• EXERCISE AIM
Locate the line that contains "Rules: place one point on every instance of the weathered". Print it and each following line through the end of the listing, verbatim, and nothing more.

• DATASET ROWS
──────────
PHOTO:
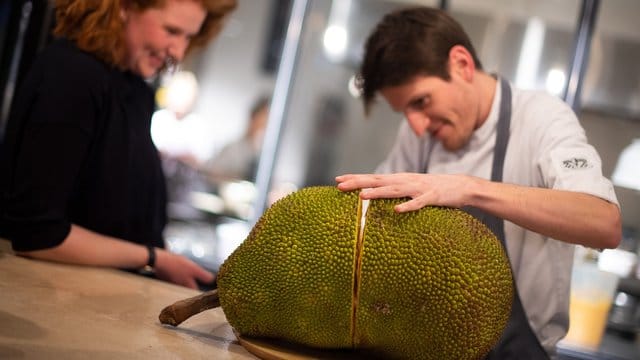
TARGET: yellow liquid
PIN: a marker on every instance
(587, 321)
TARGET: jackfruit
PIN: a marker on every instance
(427, 284)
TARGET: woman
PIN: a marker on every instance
(81, 179)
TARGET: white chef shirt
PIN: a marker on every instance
(548, 149)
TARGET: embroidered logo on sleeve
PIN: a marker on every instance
(576, 163)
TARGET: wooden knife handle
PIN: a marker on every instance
(180, 311)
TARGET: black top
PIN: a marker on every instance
(78, 150)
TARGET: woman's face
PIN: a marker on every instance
(156, 36)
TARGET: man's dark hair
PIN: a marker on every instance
(410, 42)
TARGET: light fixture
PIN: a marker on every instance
(627, 170)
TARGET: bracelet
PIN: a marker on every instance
(151, 261)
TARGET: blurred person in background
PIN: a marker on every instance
(81, 178)
(238, 160)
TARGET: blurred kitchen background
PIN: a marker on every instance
(300, 57)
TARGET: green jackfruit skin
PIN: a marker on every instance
(434, 284)
(292, 278)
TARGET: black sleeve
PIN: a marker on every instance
(48, 137)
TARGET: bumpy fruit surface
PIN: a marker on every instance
(428, 284)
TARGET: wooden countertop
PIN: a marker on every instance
(58, 311)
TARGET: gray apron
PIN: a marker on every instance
(518, 340)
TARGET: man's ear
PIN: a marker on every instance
(461, 62)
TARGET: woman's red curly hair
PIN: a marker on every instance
(95, 26)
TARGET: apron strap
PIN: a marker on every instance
(518, 340)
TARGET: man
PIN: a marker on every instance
(519, 160)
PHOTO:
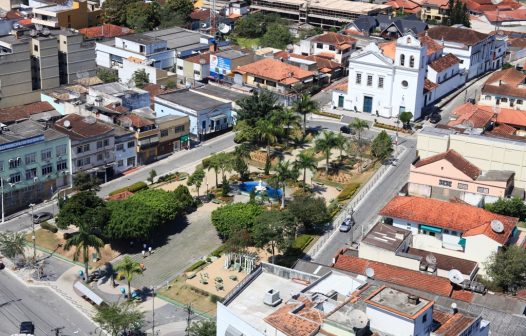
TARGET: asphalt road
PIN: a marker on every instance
(46, 309)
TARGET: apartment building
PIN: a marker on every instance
(35, 162)
(92, 145)
(41, 60)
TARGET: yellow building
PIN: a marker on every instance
(80, 14)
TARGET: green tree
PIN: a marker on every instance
(140, 78)
(196, 179)
(84, 208)
(325, 143)
(83, 240)
(143, 16)
(513, 207)
(382, 146)
(310, 211)
(107, 75)
(507, 268)
(130, 220)
(203, 328)
(267, 133)
(232, 218)
(12, 244)
(306, 160)
(119, 318)
(270, 230)
(128, 268)
(277, 36)
(303, 106)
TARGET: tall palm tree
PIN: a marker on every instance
(306, 161)
(267, 132)
(83, 240)
(128, 268)
(325, 143)
(285, 171)
(305, 105)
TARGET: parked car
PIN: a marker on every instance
(40, 217)
(347, 224)
(27, 327)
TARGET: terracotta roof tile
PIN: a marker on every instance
(444, 62)
(398, 275)
(275, 70)
(456, 160)
(459, 217)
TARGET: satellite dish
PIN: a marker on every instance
(358, 319)
(224, 29)
(497, 226)
(455, 276)
(431, 259)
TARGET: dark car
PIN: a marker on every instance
(434, 118)
(40, 217)
(27, 327)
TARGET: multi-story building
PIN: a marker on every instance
(35, 162)
(76, 14)
(43, 61)
(92, 145)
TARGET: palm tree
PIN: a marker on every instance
(305, 105)
(83, 240)
(267, 133)
(306, 160)
(325, 143)
(285, 172)
(128, 268)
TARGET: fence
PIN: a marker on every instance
(348, 209)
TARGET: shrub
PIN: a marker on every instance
(348, 192)
(48, 226)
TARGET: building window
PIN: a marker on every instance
(445, 183)
(62, 165)
(14, 178)
(31, 158)
(61, 150)
(483, 190)
(31, 173)
(47, 169)
(46, 154)
(462, 186)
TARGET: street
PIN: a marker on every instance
(46, 309)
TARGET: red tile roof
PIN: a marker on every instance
(275, 70)
(11, 114)
(456, 160)
(455, 216)
(444, 62)
(107, 30)
(398, 276)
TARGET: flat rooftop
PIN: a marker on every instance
(398, 302)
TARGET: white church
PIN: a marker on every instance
(397, 76)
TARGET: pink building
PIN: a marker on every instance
(450, 176)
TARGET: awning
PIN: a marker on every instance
(85, 291)
(430, 228)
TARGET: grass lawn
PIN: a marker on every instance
(185, 294)
(247, 43)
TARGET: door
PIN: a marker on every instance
(340, 101)
(367, 104)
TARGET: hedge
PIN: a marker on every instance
(348, 192)
(131, 188)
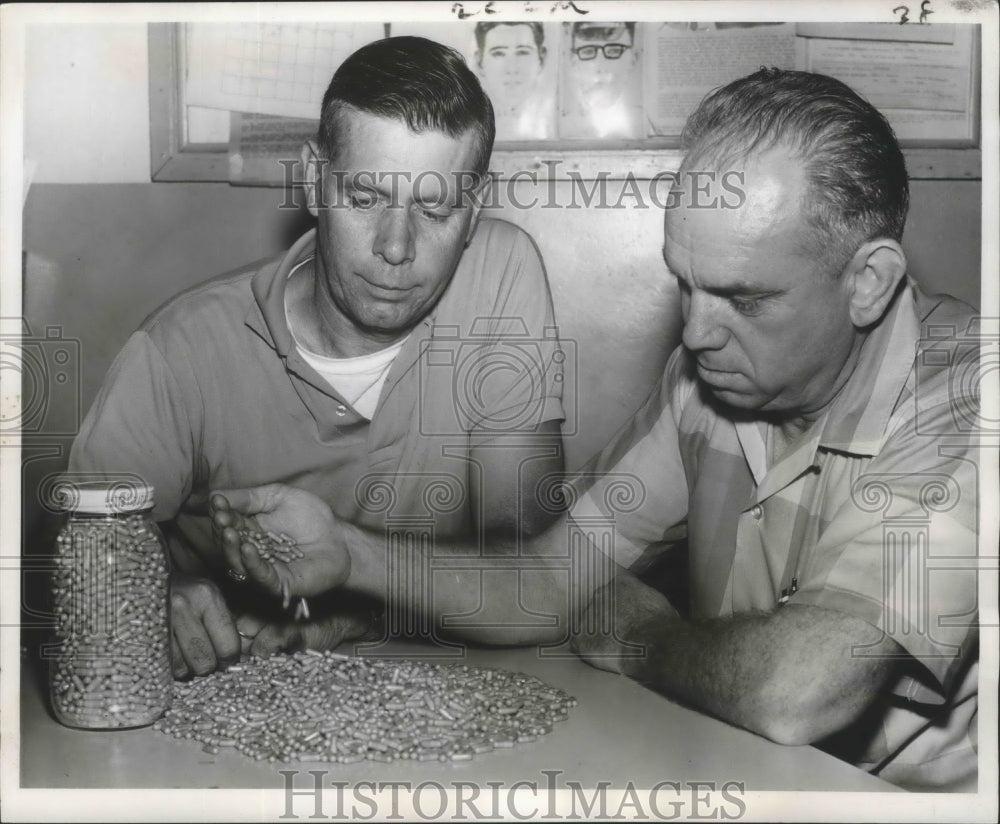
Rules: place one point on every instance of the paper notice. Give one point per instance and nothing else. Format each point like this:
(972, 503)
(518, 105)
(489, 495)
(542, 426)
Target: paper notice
(897, 75)
(278, 69)
(264, 150)
(923, 89)
(685, 61)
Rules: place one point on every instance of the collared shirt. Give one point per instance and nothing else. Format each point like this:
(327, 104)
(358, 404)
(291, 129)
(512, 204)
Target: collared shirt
(212, 393)
(873, 513)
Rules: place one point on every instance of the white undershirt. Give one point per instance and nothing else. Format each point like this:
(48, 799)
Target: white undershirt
(357, 380)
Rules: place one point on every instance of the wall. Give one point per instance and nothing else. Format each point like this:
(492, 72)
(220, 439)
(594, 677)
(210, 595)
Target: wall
(104, 246)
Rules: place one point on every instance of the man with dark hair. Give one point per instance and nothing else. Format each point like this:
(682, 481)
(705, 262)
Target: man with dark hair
(603, 78)
(811, 440)
(510, 57)
(364, 356)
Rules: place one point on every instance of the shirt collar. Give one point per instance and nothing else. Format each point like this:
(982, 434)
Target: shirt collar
(267, 315)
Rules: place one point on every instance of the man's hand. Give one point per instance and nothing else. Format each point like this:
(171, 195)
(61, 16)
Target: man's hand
(203, 636)
(325, 561)
(329, 632)
(607, 632)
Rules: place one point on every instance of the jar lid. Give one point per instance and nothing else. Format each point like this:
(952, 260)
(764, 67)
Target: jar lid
(103, 497)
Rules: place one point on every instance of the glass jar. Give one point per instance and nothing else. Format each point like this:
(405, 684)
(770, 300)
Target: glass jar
(110, 660)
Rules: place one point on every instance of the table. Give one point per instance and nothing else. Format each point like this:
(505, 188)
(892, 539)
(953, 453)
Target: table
(619, 732)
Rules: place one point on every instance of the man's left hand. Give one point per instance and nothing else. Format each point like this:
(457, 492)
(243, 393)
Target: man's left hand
(263, 639)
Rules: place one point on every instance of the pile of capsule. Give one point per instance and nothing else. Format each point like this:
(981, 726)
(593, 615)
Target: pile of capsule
(314, 706)
(111, 665)
(271, 546)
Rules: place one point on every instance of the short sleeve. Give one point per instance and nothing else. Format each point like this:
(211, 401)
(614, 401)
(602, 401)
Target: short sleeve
(509, 366)
(637, 482)
(140, 426)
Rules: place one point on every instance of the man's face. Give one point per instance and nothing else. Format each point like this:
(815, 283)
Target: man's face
(396, 226)
(510, 58)
(765, 319)
(602, 80)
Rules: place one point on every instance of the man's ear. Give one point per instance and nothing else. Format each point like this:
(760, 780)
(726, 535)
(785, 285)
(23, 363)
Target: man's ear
(312, 183)
(873, 274)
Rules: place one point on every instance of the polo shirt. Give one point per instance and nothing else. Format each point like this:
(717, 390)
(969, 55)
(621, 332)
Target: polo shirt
(873, 513)
(211, 393)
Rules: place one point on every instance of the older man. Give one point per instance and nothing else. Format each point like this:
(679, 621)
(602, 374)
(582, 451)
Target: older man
(811, 439)
(376, 349)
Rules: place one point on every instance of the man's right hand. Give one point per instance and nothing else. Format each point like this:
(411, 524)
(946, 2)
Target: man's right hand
(203, 635)
(325, 563)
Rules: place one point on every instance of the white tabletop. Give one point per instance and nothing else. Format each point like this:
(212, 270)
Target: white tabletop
(619, 732)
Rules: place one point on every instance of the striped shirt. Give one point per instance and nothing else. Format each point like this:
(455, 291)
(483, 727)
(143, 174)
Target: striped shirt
(872, 513)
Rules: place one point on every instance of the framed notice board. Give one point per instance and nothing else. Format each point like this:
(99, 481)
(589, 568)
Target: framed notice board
(234, 101)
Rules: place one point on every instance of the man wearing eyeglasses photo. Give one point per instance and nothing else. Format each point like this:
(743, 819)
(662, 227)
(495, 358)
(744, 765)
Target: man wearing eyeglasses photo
(603, 88)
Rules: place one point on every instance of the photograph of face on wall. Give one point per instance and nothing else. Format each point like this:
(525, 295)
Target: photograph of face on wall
(501, 413)
(601, 81)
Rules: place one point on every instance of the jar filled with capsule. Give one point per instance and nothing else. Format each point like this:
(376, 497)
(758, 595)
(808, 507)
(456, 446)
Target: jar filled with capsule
(109, 662)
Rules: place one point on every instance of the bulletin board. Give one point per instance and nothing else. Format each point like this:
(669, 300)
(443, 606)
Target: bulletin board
(235, 101)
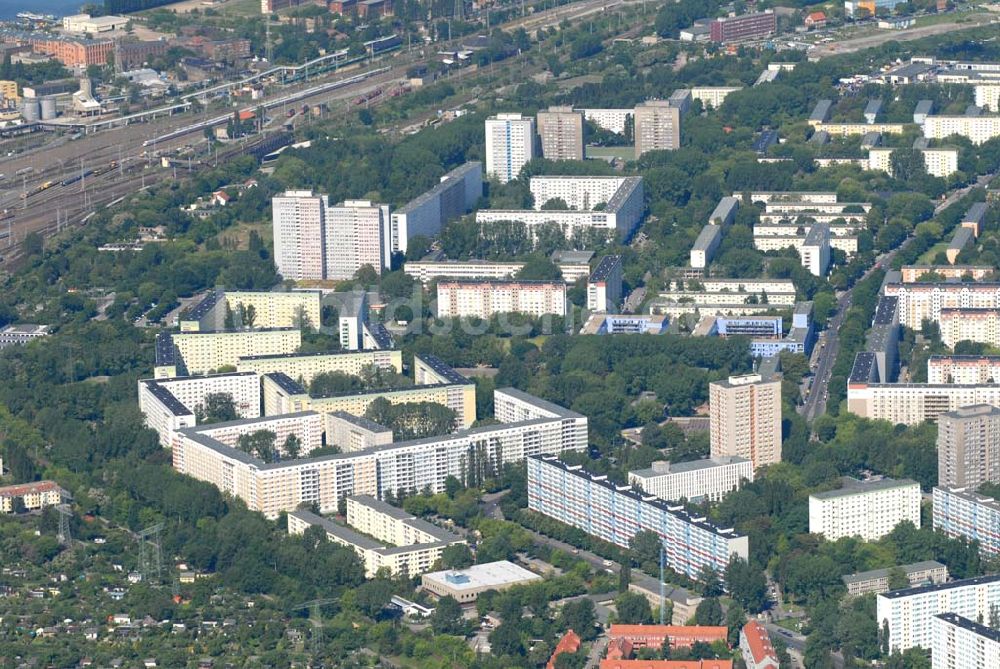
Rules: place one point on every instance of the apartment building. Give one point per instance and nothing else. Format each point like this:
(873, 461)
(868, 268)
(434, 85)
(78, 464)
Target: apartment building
(977, 129)
(909, 614)
(961, 643)
(913, 273)
(938, 162)
(264, 309)
(32, 496)
(877, 580)
(962, 512)
(299, 225)
(712, 97)
(969, 446)
(698, 480)
(426, 271)
(745, 419)
(354, 433)
(657, 127)
(483, 299)
(458, 192)
(356, 235)
(409, 465)
(756, 648)
(604, 287)
(168, 404)
(616, 513)
(741, 28)
(866, 509)
(306, 366)
(614, 120)
(201, 352)
(614, 204)
(705, 246)
(510, 143)
(561, 132)
(383, 536)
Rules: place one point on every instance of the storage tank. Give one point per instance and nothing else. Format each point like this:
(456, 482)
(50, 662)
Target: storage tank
(30, 110)
(48, 108)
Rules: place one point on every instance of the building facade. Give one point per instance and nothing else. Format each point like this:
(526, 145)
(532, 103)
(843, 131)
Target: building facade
(615, 514)
(510, 143)
(745, 419)
(866, 509)
(710, 479)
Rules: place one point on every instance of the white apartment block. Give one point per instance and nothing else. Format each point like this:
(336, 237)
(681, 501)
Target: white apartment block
(910, 613)
(410, 466)
(657, 127)
(561, 132)
(383, 536)
(963, 369)
(356, 235)
(510, 143)
(988, 96)
(745, 419)
(203, 352)
(169, 404)
(457, 193)
(613, 120)
(304, 367)
(925, 301)
(960, 643)
(36, 495)
(427, 271)
(299, 222)
(622, 197)
(483, 299)
(270, 309)
(713, 96)
(977, 129)
(938, 162)
(866, 509)
(616, 513)
(962, 512)
(710, 479)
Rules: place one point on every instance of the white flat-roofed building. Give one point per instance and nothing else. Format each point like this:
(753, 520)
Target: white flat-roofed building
(354, 433)
(306, 366)
(510, 143)
(866, 509)
(169, 404)
(713, 96)
(383, 536)
(483, 299)
(427, 271)
(465, 585)
(616, 513)
(909, 614)
(705, 246)
(539, 427)
(961, 512)
(710, 479)
(613, 120)
(977, 129)
(960, 643)
(457, 193)
(745, 419)
(877, 580)
(604, 287)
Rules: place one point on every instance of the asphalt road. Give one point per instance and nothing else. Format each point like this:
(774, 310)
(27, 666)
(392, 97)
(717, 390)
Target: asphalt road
(815, 404)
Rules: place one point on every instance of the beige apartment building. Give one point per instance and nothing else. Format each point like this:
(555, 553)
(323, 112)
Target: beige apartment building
(745, 419)
(561, 132)
(657, 127)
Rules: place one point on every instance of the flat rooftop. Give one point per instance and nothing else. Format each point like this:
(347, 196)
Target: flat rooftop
(483, 576)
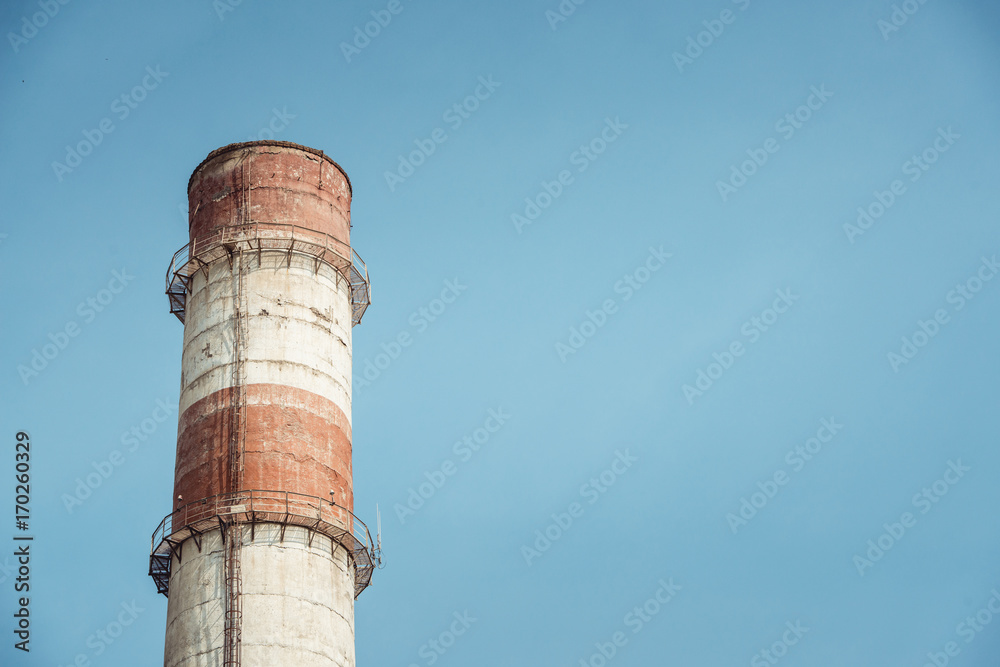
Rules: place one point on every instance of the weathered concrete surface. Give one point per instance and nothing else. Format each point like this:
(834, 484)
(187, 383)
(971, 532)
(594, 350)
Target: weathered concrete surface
(288, 185)
(298, 602)
(298, 599)
(298, 376)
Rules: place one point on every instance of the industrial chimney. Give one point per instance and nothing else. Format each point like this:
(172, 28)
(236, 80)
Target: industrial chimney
(262, 557)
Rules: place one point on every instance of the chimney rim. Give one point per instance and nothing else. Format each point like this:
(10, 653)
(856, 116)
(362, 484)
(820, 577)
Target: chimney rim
(268, 142)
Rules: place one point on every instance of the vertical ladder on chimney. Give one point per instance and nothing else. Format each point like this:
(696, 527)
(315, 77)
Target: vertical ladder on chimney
(237, 446)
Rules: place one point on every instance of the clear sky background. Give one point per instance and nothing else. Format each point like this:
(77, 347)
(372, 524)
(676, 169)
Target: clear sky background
(801, 558)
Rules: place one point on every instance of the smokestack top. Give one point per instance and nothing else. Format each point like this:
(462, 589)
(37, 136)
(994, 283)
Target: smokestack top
(275, 184)
(281, 144)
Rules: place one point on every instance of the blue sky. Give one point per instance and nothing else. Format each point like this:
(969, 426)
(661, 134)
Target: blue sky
(634, 158)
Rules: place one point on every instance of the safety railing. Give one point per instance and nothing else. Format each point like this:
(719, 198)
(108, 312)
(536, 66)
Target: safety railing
(261, 236)
(319, 516)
──────────
• SOLVED EXERCISE
Rules: place one point on every instance of the weathered concrete surface. Give one point per instance and nothing else. Format each point like this:
(834, 484)
(187, 383)
(971, 532)
(594, 350)
Target: weathered concrete surface
(288, 185)
(298, 602)
(298, 599)
(298, 376)
Rules: place one point on every instance of the industrial chimney. Give one point per instance and nothing else. Format each point like this:
(172, 28)
(236, 80)
Target: industrial chimney
(262, 557)
Rules: place one point on every instance of the chimney rim. Give one point per instance and nothing else. Format each point like this:
(10, 653)
(856, 116)
(362, 484)
(820, 577)
Target: chimney rim
(268, 142)
Rules: place one point on every instance of the vertical ladder on chimney. Give one point per instance and nothing else. Format each point like this:
(696, 527)
(315, 77)
Target: vertical ladder on chimney
(237, 446)
Rules: place one point on every instance of the clear sky background. Give one point per instance and nothing else. Format each point like this:
(77, 347)
(372, 524)
(676, 169)
Target: clear sky background
(801, 558)
Rules: place one point on every instance of the smokestack top. Give one point per instance and nothing else. Format each point like this:
(462, 589)
(37, 136)
(994, 283)
Target: smokestack top
(275, 184)
(281, 144)
Rules: place one point on every instance of the blue sky. Give one point per instance and nothing else. Format each point like this:
(969, 426)
(661, 134)
Target: blue sky
(634, 158)
Rules: place one point on every instance of the safety railing. Give one point per instance and nothing else. Format each point like this:
(719, 198)
(108, 312)
(536, 66)
Target: safety railing
(261, 236)
(319, 516)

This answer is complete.